---------- PASSAGE GIVEN ----------
Hartford bishop Peter Rosazza, who initially proposed the pastoral on the economy, has “no idea” how much the United States spends on defense. But “it’s astronomical,” he says. “It seems clear we’re going for superiority.” He con­demns the MX missile and the B-1 bomber but is especially vehement about strategic defense. “To me, there’s no ques­tion. It’s a quantum leap to the arms race.” Asked how pover­ty increased in the United States even while the amount spent to eliminate it by the federal government multiplied several times, Bishop Rosazza said, “Wow, that’s a tough one.”

One bishop who freely admits his lack of knowledge is Nevin Hayes of Chicago, “I’m not that well informed,” he says. “Just how many nuclear and conventional weapons we have, I’m not sure.” How can the United States deter a Soviet invasion of Europe without the threat to use nuclear weapons? “I don’t know.” Bishop Hayes condemns the “big monsters” for “putting the mom and pop stores out of business” in this country. He is flabbergasted when asked about marginal tax rates. “Marginal what? This is where I’m way over my head.” At this point, it is probably hopeless to ask him whether he knew anything about the principle behind supply- side economics, Say’s Law. “How do you spell that?” Bishop Hayes wanted to know. “Is it like Murphy’s Law?”

The problem the bishops get into when they leave their ecclesiastical domain and try to be professionals on other matters is hardly new; in 1976 when the bishops passed a resolu­tion calling on the Carter Administration to negotiate a new treaty with Panama, Cardinal John Carberry of St. Louis, told the New York Times he knew “nothing at all” about Panama and felt foolish casting an uninformed vote on such an impor­tant foreign policy issue.

The reason the bishops boldly press ahead in their political activism is their abiding trust in the people who write their pastorals — the policy staff of the United States Catholic Conference (U.S.C.C.). Although most have no formal train­ing as defense strategists or economists, the U.S.C.C. staffers greatly enjoy tackling public policy matters and submitting lengthy analyses that the bishops assume are correct applica­tions of Catholic principles.
---------- DATA EXTRACT ----------
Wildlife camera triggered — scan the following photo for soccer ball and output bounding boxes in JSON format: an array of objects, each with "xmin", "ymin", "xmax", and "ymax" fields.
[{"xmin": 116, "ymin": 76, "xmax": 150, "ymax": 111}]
----------
According to the passage on the bishops, who writes their pastorals?

- _EXERCISE SOLUTION_
The policy staff of the United States Catholic Conference (U.S.C.C.).